=== Reading text ===

# upgraded to JD 6300 cab tractor ? about 3pt stabalization



## kkcattle (Apr 9, 2016)

I upgraded from an open station tractor to this jd 6300 cab tractor. The 3 pt is missing the lower sway blocks. But I don't really see how they would help control sway when attached to a disc mower. My other tractor had telescoping arms to stabilize the arms. Any comments or suggestions. Thanks roger


----------



## 8350HiTech (Jul 26, 2013)

If you already know you like them, buy telescoping arms. I made that conversion on another tractor.I bought aftermarket arms for $140 for the pair, I think. Or you could go hunting for something you like in a salvage yard.


----------



## 8350HiTech (Jul 26, 2013)

http://www.haytalk.com/forums/topic/25428-permanent-fix-for-clanging-lift-arms/


----------



## PaCustomBaler (Nov 29, 2010)

Those telescoping arms are the shit. Buy them, because I've yet to see anything come closer to them when it comes to stabilizing the 3pt.

Some of our NH tractors have turn-buckle drag links and some have telescoping drag links. Both do a great job compared to any JD rig 3pt I've seen. Blocks or not.


----------



## Vol (Jul 5, 2009)

PaCustomBaler said:


> Both do a great job compared to any JD rig 3pt I've seen. Blocks or not.

=== Supplied material ===

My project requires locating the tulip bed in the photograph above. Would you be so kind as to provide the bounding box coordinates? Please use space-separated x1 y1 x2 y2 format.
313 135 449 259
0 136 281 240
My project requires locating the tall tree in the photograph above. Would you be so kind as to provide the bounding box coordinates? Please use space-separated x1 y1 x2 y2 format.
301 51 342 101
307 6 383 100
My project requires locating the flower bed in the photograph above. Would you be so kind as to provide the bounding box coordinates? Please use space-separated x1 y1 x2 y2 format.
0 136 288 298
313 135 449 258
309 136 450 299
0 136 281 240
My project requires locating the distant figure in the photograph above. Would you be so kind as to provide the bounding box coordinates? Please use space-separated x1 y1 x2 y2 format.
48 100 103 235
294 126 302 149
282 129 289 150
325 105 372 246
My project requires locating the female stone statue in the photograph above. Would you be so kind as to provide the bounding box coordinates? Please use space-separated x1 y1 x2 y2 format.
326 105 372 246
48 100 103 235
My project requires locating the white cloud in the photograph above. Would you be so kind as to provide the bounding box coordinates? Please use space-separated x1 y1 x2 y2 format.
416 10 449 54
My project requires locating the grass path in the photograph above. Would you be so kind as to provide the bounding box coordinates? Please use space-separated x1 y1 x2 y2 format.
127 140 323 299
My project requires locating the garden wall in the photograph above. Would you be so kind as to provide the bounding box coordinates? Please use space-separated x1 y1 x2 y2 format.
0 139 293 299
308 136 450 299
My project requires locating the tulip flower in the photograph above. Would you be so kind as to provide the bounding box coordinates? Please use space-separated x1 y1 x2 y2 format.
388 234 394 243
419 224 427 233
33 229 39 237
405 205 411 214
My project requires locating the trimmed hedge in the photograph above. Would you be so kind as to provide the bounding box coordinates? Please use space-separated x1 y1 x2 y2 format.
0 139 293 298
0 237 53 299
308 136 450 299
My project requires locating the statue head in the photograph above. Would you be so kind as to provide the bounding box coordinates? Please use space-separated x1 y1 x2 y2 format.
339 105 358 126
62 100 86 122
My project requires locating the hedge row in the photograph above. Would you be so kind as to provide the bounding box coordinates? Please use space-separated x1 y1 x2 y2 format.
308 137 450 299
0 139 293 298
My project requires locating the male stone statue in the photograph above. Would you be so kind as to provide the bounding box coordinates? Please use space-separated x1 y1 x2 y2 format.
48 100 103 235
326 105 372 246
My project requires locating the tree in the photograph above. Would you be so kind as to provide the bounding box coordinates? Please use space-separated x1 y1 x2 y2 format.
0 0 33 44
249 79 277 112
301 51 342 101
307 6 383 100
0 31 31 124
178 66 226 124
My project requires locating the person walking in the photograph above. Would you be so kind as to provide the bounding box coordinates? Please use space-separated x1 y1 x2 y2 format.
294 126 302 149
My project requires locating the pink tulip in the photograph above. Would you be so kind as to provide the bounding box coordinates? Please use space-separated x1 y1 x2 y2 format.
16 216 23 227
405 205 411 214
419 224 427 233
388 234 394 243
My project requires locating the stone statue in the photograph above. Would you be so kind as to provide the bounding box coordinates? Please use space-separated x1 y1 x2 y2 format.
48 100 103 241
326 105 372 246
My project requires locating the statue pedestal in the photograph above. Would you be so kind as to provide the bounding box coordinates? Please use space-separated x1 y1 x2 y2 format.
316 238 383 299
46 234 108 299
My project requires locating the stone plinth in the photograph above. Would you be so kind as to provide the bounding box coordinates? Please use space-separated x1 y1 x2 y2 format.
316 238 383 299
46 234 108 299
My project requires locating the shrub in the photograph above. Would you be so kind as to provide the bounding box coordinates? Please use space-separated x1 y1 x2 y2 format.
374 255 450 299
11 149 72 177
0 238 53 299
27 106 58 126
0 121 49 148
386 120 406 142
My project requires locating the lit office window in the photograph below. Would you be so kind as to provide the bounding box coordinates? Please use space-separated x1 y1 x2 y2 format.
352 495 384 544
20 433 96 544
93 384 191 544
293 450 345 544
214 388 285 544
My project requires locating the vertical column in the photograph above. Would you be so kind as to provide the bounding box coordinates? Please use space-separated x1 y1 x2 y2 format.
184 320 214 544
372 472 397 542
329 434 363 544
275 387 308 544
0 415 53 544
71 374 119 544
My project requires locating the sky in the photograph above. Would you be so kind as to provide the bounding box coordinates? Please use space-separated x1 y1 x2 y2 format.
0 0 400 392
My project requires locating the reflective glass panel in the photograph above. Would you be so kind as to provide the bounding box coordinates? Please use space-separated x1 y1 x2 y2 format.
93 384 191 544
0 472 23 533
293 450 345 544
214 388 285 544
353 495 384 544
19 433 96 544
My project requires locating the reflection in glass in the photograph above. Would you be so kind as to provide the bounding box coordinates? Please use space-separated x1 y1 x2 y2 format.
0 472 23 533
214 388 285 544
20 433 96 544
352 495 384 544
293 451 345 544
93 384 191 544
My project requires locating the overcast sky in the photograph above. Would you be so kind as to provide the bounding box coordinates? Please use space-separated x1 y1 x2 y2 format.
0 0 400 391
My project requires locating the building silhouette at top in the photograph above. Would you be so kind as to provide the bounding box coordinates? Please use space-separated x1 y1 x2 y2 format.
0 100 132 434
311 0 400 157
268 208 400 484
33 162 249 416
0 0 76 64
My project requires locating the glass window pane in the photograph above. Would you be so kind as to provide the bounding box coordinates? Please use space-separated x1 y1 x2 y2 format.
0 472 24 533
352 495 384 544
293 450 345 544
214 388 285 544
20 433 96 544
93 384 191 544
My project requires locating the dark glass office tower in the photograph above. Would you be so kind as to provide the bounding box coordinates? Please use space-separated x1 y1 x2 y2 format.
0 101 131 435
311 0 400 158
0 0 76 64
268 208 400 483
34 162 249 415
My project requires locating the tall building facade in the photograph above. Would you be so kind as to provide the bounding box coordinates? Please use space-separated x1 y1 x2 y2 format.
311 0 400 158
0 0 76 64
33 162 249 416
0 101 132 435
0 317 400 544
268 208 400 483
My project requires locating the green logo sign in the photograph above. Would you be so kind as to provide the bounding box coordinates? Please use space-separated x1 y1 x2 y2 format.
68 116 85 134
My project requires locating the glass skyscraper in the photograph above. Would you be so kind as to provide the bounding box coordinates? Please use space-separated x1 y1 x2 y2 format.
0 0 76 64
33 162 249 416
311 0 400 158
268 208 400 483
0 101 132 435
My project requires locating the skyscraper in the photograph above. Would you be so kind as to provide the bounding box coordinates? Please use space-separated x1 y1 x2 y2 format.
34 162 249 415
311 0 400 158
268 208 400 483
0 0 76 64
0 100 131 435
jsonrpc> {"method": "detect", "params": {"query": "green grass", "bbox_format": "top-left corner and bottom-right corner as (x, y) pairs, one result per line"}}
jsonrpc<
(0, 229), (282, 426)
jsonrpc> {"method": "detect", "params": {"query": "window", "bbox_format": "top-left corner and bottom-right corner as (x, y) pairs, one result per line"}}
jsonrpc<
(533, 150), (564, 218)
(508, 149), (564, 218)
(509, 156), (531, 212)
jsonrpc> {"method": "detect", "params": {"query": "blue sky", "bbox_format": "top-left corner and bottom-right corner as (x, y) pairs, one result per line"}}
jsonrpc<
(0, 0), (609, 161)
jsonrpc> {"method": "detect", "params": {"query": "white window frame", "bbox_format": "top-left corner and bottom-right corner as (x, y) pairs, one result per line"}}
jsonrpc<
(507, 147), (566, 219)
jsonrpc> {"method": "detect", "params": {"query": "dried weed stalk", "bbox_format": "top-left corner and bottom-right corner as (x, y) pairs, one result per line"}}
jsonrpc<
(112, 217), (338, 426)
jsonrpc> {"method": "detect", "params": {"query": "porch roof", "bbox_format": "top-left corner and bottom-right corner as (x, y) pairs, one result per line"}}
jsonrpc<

===

_Given task 1_: In the records, change "stone statue" to "stone sculpture" across the stretch from the line containing "My project requires locating the hedge" through the line containing "178 66 226 124". Give those lines back with nothing else altered.
_Given task 2_: Continue the forum thread about stabilizing the three-point hitch on a JD 6300 cab tractor from the point where it stops.
The forum thread and the records are unrelated to each other.

_Right answer 1_:
My project requires locating the hedge row in the photograph above. Would you be so kind as to provide the bounding box coordinates? Please use space-separated x1 y1 x2 y2 format.
308 137 450 299
0 139 293 298
My project requires locating the male stone sculpture in the photograph above. Would you be so kind as to provide the bounding box coordinates? Please use space-separated x1 y1 x2 y2 format.
48 100 103 235
326 105 372 246
My project requires locating the tree in the photograph above. Would you be so kind as to provide the bounding box coordinates? Please use space-separated x1 y1 x2 y2 format.
0 0 33 44
249 79 277 112
301 51 342 101
307 6 383 100
0 31 31 124
178 66 226 124

_Right answer 2_:
The later model JD's have very nice telescoping/adjustable arms that you can either pin in a sway hole or pin in a locking hole. They are very nice and very heavily made. I can take a pic if anyone would want to see them? They are pricey.

Regards, Mike


----------



## Tx Jim (Jun 30, 2014)

My vote is to add telescoping sway bars. I really like the sway bars on my Kubota tractor.


----------



## deadmoose (Oct 30, 2011)

Vol said:


> The later model JD's have very nice telescoping/adjustable arms that you can either pin in a sway hole or pin in a locking hole. They are very nice and very heavily made. I can take a pic if anyone would want to see them? They are pricey.
> 
> Regards, Mike


Would appreciate it. I am guessing you have basically the same as my Kubota's?


----------



## mlappin (Jun 25, 2009)

All our tractors use the blocks, all have quick hitches, if we have anything goofy like going from a cat 2 wide to a cat 3 we have a spare quick hitch around for that, the few things that are cat one or cat two narrow I have smaller tractors for, anything I don't have a quick hitch on the arms are usually off most of the time for making hay, all hitch equipment, no two point.


----------



## luke strawwalker (Jul 31, 2014)

Always wanted a quick hitch, but with our antiquated machinery (we were still farming with a lot of stuff older than I was, and I'm 45) a lot of that stuff had "non-standard hitches", meaning it might be cat 2 pin size, but the width between the bottom pins, or the height of the top link tower, was too far off to work with a quick hitch. I don't know exactly when they "standardized" the measurements of the various categories of hitching systems, but evidently it was after a lot of our stuff was built, or else a lot of shortline manufacturers of equipment didn't particularly follow the standards.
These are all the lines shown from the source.